--- Material shown Enclosed Below ---

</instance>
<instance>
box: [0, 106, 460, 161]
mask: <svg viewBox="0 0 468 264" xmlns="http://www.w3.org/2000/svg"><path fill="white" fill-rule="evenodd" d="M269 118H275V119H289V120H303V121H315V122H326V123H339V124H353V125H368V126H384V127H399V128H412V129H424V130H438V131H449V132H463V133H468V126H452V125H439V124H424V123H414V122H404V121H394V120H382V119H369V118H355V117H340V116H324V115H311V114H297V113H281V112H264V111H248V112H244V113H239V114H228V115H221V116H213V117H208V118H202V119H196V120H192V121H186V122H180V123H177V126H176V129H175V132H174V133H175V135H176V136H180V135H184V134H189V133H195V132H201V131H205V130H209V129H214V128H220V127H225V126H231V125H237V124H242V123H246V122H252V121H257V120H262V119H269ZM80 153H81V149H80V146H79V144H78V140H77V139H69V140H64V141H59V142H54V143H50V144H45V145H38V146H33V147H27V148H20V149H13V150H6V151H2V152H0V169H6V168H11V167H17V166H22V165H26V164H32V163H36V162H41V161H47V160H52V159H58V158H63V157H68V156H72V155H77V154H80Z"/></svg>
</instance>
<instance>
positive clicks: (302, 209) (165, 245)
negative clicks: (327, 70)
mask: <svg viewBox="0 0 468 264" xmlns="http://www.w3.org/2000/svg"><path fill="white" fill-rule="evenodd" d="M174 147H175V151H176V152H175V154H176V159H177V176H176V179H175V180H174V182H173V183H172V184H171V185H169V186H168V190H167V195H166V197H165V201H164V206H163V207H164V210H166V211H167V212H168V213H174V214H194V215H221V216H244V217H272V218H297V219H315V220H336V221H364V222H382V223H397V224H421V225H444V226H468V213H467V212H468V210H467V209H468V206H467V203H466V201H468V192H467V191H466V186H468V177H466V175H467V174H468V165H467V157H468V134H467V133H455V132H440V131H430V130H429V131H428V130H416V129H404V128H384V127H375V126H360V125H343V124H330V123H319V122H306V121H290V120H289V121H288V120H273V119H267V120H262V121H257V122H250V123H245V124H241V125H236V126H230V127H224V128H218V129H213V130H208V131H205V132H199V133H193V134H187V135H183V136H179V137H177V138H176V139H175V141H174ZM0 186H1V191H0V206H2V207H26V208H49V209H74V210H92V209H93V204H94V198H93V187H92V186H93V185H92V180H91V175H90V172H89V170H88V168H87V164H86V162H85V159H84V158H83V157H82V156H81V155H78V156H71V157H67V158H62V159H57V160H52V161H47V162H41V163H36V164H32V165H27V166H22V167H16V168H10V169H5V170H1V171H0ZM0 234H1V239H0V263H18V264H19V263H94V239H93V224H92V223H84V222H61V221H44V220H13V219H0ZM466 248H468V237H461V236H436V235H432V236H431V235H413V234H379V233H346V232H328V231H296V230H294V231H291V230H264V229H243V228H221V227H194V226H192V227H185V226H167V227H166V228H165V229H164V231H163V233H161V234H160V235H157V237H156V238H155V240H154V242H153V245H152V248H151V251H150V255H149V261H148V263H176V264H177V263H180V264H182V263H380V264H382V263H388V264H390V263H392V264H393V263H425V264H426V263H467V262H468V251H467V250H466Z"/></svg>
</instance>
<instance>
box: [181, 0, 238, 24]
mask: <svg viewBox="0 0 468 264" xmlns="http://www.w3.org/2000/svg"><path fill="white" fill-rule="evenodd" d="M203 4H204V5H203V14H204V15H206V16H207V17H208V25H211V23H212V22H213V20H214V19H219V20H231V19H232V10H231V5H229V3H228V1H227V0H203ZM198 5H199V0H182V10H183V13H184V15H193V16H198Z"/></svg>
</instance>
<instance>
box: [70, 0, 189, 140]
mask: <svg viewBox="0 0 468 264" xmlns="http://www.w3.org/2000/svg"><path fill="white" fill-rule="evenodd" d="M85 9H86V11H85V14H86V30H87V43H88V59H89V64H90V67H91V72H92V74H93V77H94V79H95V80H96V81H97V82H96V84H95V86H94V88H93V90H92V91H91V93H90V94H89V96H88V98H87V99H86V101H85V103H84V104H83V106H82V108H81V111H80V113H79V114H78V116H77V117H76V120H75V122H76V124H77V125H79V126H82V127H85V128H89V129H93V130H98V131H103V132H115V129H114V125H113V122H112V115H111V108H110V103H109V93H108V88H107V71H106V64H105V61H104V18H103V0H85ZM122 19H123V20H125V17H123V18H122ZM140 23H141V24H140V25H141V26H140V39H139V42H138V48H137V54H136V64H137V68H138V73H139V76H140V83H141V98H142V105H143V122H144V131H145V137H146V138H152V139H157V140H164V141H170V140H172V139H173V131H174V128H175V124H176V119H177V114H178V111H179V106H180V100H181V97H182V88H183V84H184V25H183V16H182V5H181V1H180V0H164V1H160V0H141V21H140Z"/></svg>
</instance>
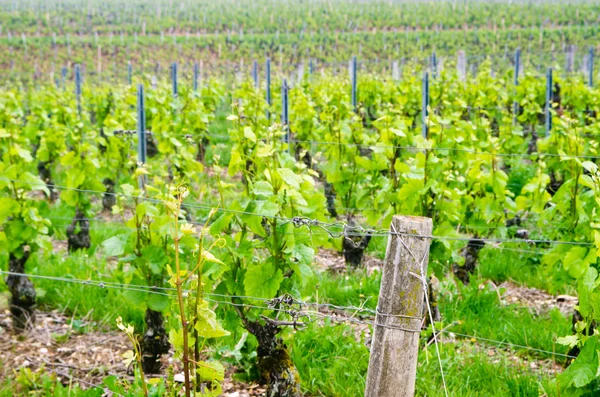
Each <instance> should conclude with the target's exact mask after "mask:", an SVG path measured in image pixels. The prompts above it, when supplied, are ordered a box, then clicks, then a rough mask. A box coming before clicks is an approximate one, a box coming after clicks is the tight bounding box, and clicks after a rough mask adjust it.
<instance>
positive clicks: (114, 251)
mask: <svg viewBox="0 0 600 397" xmlns="http://www.w3.org/2000/svg"><path fill="white" fill-rule="evenodd" d="M127 237H128V235H127V234H119V235H117V236H113V237H111V238H109V239H108V240H105V241H104V242H103V243H102V248H104V253H105V254H106V256H119V255H123V253H124V252H125V244H126V243H127Z"/></svg>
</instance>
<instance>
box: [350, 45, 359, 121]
mask: <svg viewBox="0 0 600 397" xmlns="http://www.w3.org/2000/svg"><path fill="white" fill-rule="evenodd" d="M350 77H351V79H352V109H353V110H354V111H355V112H356V111H357V110H358V109H357V108H356V57H355V56H354V57H352V61H351V63H350Z"/></svg>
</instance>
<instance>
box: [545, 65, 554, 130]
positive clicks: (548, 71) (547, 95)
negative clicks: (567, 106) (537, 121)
mask: <svg viewBox="0 0 600 397" xmlns="http://www.w3.org/2000/svg"><path fill="white" fill-rule="evenodd" d="M552 88H553V85H552V68H548V69H547V71H546V109H545V114H546V136H547V135H549V134H550V131H551V130H552V101H553V100H554V95H553V94H552Z"/></svg>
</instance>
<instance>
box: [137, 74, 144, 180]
mask: <svg viewBox="0 0 600 397" xmlns="http://www.w3.org/2000/svg"><path fill="white" fill-rule="evenodd" d="M137 116H138V125H137V135H138V162H139V163H140V165H141V166H143V165H144V164H146V104H145V98H144V85H143V84H138V92H137ZM138 184H139V187H140V189H142V190H143V189H144V188H145V186H146V176H145V175H140V177H139V180H138Z"/></svg>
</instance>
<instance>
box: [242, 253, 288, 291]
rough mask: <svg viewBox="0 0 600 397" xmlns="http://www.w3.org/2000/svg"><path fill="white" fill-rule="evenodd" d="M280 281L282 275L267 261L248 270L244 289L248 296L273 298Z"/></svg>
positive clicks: (248, 269) (278, 270)
mask: <svg viewBox="0 0 600 397" xmlns="http://www.w3.org/2000/svg"><path fill="white" fill-rule="evenodd" d="M282 281H283V273H282V272H281V270H280V269H277V267H276V266H275V264H274V263H273V261H272V260H271V259H269V260H267V261H266V262H264V263H263V264H262V265H252V266H250V267H249V268H248V270H247V271H246V276H245V278H244V287H245V288H246V293H247V294H248V295H250V296H255V297H259V298H273V297H275V295H277V291H279V286H280V285H281V282H282Z"/></svg>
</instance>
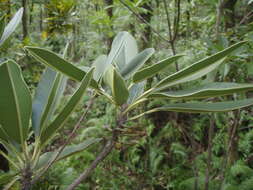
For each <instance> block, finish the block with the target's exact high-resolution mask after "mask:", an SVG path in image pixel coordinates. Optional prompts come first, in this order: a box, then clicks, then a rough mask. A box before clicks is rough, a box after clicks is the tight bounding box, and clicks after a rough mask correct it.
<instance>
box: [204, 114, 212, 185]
mask: <svg viewBox="0 0 253 190" xmlns="http://www.w3.org/2000/svg"><path fill="white" fill-rule="evenodd" d="M213 132H214V116H213V115H212V117H210V126H209V130H208V148H207V152H208V156H207V168H206V177H205V190H208V189H209V180H210V172H211V167H212V165H211V162H212V145H213V142H212V141H213Z"/></svg>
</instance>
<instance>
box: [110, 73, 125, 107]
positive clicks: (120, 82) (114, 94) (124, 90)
mask: <svg viewBox="0 0 253 190" xmlns="http://www.w3.org/2000/svg"><path fill="white" fill-rule="evenodd" d="M112 94H113V98H114V101H115V103H116V104H117V105H119V106H121V105H122V104H124V103H126V102H127V99H128V96H129V92H128V89H127V86H126V83H125V81H124V79H123V78H122V76H121V75H120V74H119V73H118V72H117V71H116V69H114V72H113V88H112Z"/></svg>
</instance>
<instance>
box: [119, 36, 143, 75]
mask: <svg viewBox="0 0 253 190" xmlns="http://www.w3.org/2000/svg"><path fill="white" fill-rule="evenodd" d="M124 33H125V37H124V40H125V43H124V46H123V47H122V49H121V51H120V53H119V55H118V56H117V57H116V59H115V60H114V62H115V63H116V65H117V67H118V68H119V70H120V71H121V70H122V69H123V68H124V67H125V65H126V64H128V63H129V62H130V61H131V60H132V59H133V58H134V57H135V56H136V55H137V54H138V47H137V43H136V40H135V39H134V37H133V36H132V35H131V34H129V33H128V32H124Z"/></svg>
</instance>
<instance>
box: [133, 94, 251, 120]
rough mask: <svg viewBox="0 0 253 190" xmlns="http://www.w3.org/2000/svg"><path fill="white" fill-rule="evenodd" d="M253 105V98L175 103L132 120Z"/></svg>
mask: <svg viewBox="0 0 253 190" xmlns="http://www.w3.org/2000/svg"><path fill="white" fill-rule="evenodd" d="M251 105H253V98H250V99H244V100H237V101H226V102H215V103H213V102H212V103H211V102H210V103H205V102H194V103H175V104H169V105H167V106H164V107H159V108H155V109H152V110H149V111H147V112H144V113H142V114H140V115H138V116H135V117H133V118H131V119H130V120H133V119H137V118H139V117H142V116H144V115H146V114H150V113H153V112H159V111H174V112H187V113H209V112H227V111H232V110H236V109H240V108H244V107H248V106H251Z"/></svg>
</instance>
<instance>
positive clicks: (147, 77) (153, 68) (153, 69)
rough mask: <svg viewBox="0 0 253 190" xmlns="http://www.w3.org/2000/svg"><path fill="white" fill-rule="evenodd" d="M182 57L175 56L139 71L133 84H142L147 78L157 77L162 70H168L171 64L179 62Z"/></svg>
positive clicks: (178, 56)
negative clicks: (176, 61)
mask: <svg viewBox="0 0 253 190" xmlns="http://www.w3.org/2000/svg"><path fill="white" fill-rule="evenodd" d="M180 57H182V55H175V56H172V57H169V58H167V59H164V60H162V61H160V62H158V63H157V64H155V65H152V66H149V67H146V68H144V69H142V70H140V71H137V72H136V73H135V74H134V76H133V82H135V83H136V82H140V81H143V80H145V79H147V78H151V77H153V76H155V75H156V74H157V73H159V72H161V71H162V70H164V69H166V68H167V67H168V66H169V65H171V63H174V62H175V61H177V60H178V59H179V58H180Z"/></svg>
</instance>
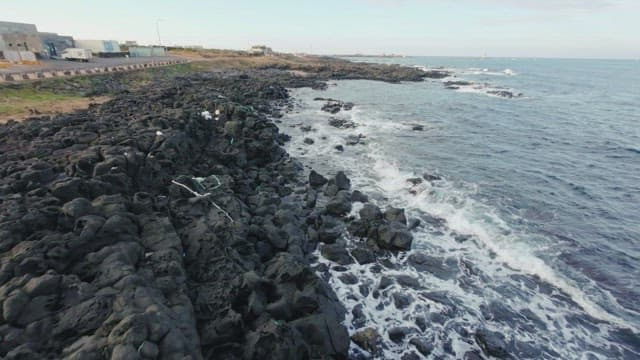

--- End of Enclosed Material shown ---

The problem>
Your response should be the lines above from the first to the one containing "positive clicks: (302, 209) (165, 245)", inclusive, each given exactly.

Solution to this task>
</instance>
<instance>
box: [0, 106, 460, 161]
mask: <svg viewBox="0 0 468 264" xmlns="http://www.w3.org/2000/svg"><path fill="white" fill-rule="evenodd" d="M269 118H275V119H289V120H303V121H315V122H326V123H339V124H353V125H368V126H384V127H399V128H412V129H424V130H438V131H449V132H463V133H468V126H452V125H439V124H424V123H414V122H404V121H394V120H382V119H369V118H355V117H340V116H324V115H311V114H297V113H281V112H264V111H248V112H244V113H239V114H228V115H221V116H213V117H208V118H202V119H196V120H192V121H186V122H180V123H177V126H176V129H175V132H174V133H175V135H176V136H180V135H184V134H189V133H195V132H201V131H205V130H209V129H214V128H220V127H225V126H231V125H237V124H242V123H246V122H252V121H257V120H262V119H269ZM80 153H81V149H80V146H79V144H78V140H77V139H69V140H64V141H59V142H54V143H50V144H45V145H38V146H33V147H27V148H20V149H13V150H6V151H2V152H0V169H6V168H11V167H17V166H22V165H26V164H32V163H36V162H41V161H47V160H52V159H58V158H63V157H68V156H72V155H77V154H80Z"/></svg>
</instance>
<instance>
positive clicks: (302, 209) (165, 245)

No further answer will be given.